**What you need to do**
Can you copy, word for word, the lines of the entries below, starting at the line that contains "Would you mind pointing out the small bush" and ending at the line that contains "Target: dry grass field", with both of those lines included?

::::::::::

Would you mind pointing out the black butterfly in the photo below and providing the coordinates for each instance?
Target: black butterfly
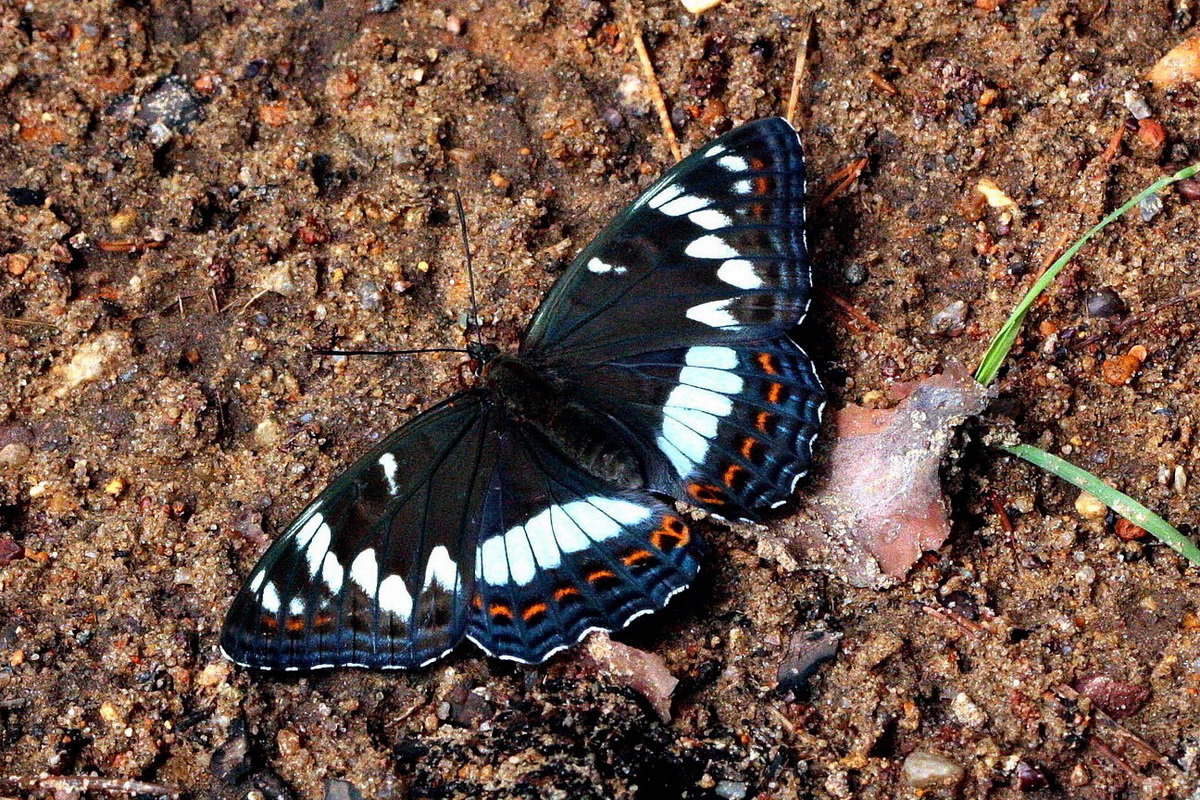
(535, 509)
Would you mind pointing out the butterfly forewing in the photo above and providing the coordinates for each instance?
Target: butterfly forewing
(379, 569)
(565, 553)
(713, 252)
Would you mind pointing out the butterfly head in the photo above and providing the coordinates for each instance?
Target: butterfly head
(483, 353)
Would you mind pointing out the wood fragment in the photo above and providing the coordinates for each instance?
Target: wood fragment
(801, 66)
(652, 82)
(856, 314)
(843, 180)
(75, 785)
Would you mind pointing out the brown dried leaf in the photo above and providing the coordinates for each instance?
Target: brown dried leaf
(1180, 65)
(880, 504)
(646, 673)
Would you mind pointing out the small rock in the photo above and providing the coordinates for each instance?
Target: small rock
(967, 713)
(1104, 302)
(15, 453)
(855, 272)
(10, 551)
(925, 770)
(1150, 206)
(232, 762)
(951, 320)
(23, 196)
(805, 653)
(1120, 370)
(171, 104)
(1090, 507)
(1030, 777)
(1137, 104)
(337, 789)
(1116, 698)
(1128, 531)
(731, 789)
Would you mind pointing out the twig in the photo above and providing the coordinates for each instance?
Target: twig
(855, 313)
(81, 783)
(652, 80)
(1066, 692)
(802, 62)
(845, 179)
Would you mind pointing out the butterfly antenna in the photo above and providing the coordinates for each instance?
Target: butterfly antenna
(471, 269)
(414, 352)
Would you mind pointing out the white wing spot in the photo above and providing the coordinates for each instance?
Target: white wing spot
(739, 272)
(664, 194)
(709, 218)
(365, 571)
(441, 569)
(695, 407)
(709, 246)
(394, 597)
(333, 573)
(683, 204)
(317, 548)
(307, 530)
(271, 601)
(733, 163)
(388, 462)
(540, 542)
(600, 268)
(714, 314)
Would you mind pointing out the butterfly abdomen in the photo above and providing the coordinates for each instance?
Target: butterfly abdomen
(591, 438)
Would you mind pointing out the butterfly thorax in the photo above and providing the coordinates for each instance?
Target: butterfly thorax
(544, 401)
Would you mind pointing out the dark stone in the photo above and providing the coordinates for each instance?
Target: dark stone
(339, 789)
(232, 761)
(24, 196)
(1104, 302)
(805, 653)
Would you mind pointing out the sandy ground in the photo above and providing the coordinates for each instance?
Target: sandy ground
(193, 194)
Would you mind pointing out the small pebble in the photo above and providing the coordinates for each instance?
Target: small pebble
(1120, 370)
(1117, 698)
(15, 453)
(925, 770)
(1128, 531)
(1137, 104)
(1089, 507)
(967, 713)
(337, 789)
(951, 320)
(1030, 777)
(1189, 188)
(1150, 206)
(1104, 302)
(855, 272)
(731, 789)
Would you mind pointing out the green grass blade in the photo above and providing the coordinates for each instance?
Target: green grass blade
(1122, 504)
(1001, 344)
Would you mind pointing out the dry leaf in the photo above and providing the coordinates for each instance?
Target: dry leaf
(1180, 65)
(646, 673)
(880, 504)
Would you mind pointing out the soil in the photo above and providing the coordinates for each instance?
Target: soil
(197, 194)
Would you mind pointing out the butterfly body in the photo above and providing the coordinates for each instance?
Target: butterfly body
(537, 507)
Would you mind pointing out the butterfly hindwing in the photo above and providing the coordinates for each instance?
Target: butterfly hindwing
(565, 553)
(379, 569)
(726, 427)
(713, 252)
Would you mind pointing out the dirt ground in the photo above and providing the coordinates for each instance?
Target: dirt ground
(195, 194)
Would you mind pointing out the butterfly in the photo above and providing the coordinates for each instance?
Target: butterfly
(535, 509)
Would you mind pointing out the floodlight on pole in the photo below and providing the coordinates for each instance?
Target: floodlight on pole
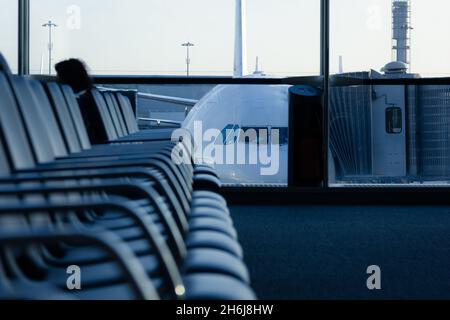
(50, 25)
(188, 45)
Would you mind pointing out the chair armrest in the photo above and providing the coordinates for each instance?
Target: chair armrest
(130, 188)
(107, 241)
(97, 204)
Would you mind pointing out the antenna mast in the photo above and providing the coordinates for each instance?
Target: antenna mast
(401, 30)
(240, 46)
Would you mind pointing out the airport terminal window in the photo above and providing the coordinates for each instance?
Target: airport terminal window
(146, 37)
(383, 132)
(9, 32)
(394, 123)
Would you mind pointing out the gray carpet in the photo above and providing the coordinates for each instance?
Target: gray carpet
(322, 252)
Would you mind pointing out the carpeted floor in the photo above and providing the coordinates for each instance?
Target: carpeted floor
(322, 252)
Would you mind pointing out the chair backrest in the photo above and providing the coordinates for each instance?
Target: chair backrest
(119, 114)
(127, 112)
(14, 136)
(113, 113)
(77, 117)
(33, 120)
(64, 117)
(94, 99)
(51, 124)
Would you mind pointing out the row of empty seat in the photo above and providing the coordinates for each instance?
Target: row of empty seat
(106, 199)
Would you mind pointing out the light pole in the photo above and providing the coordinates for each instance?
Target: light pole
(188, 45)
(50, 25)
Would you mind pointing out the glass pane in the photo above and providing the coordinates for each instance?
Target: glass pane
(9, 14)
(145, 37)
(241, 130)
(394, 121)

::::::::::

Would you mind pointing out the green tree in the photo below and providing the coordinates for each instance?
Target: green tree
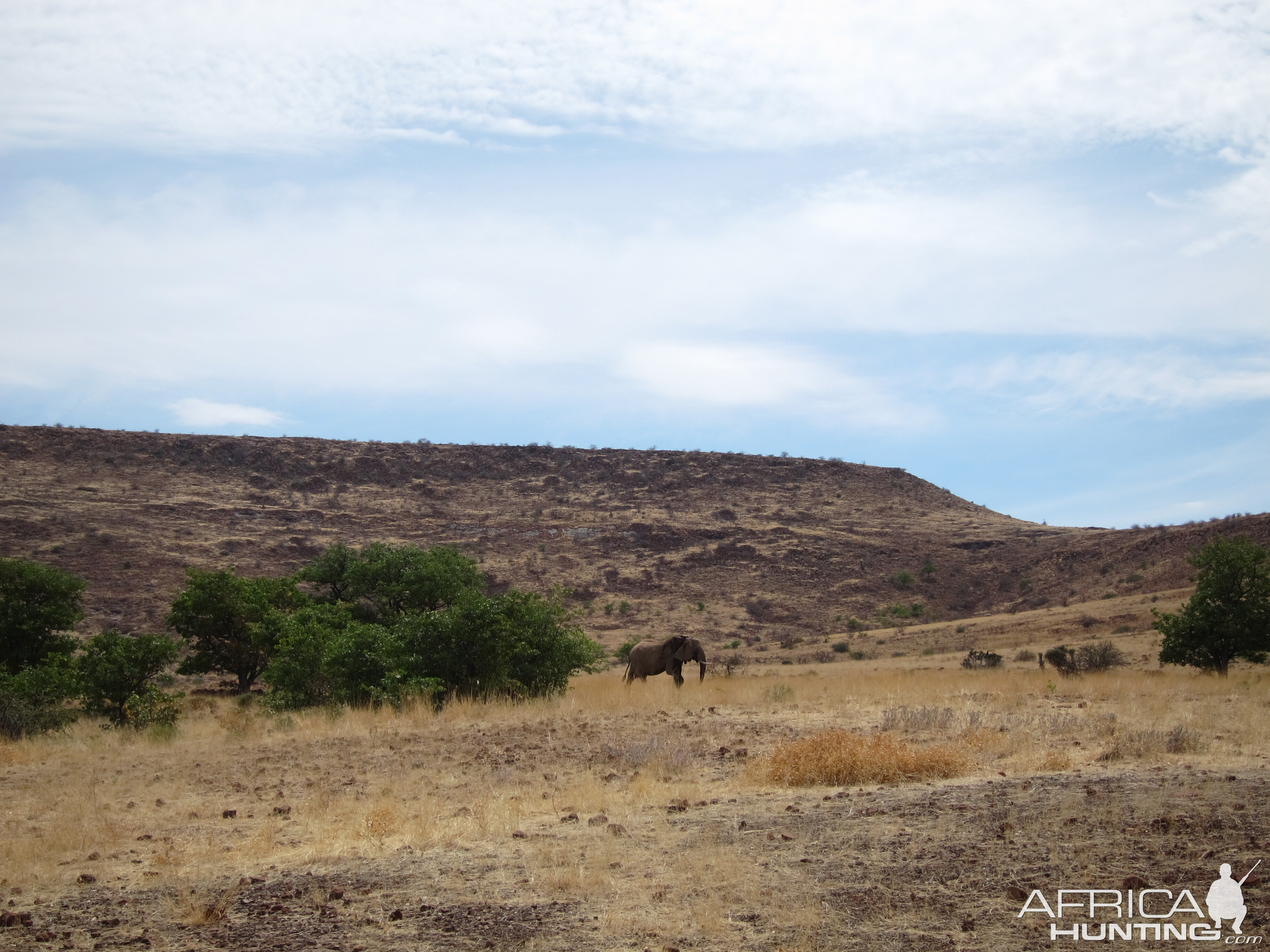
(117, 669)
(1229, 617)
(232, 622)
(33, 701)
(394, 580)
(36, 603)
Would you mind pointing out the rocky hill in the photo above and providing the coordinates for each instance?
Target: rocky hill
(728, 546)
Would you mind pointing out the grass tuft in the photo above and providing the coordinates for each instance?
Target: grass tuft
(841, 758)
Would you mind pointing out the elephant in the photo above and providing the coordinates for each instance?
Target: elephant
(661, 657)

::::::::::

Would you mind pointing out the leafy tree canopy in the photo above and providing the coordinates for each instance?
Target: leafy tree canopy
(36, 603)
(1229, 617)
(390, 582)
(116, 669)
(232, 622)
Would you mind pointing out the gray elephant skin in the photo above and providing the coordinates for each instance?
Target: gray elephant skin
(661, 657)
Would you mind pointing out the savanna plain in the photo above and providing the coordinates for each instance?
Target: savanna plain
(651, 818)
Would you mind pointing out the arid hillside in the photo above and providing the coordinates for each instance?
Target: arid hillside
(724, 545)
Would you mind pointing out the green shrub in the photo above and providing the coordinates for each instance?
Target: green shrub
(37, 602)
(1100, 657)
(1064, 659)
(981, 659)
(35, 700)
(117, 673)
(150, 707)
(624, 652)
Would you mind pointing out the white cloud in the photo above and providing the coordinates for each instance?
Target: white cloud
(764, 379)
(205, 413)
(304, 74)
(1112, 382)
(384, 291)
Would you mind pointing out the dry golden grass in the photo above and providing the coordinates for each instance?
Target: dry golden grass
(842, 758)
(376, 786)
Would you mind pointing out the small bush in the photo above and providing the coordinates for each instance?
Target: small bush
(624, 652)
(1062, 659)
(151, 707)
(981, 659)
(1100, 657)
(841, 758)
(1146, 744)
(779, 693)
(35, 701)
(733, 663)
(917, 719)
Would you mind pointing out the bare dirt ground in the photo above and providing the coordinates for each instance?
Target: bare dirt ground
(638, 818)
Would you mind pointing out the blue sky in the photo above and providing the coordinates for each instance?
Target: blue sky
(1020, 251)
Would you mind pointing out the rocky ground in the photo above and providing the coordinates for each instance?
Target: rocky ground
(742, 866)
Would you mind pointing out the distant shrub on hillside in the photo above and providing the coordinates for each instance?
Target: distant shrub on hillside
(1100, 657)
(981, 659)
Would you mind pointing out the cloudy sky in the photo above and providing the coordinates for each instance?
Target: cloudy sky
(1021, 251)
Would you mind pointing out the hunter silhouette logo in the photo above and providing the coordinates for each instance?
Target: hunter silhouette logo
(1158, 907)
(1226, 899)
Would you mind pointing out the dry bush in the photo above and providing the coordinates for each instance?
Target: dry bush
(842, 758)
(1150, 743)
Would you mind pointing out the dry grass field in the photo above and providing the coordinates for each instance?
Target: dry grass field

::::::::::

**Worked answer**
Would you mind pointing out the small bush in the photo above and providing the coordinates for each instance?
Target: small bush
(624, 652)
(1062, 659)
(151, 707)
(981, 659)
(1100, 657)
(841, 758)
(1146, 744)
(779, 693)
(35, 701)
(733, 663)
(917, 719)
Would you mind pointing out the bare dirt ground in the photo above and providing the coordinates for each instance?
Target: bare dirt ground
(638, 818)
Would you mind pointing out the blue sky in the photo above and providing the coordinates for each instance?
Target: blue sky
(1020, 251)
Would you mind pointing out the rocky ground in the photo above and providing the coordinates for each instance?
Target: rocky ground
(742, 866)
Would you mind pointing out the distant shrub on hillside in the photo above and providing the coordinates for each instance?
Target: distant shrub on hillside
(1100, 657)
(981, 659)
Would you mind pointing out the cloudy sky in the photo above and providing the coordinates for each instance?
Target: cloudy sky
(1021, 251)
Would you mind pointing out the hunter silhouette logo in the photo above and providing the coordinates for each instance?
Target: hunter silhouette logo
(1158, 907)
(1226, 899)
Would you mind pointing out the dry bush in the photo above and providing the coordinates for each instance?
Target: dry bush
(842, 758)
(1150, 743)
Would you mind pointing out the dry grass field in the photo above and providing the coordinates for each instance?
Target: dry grass field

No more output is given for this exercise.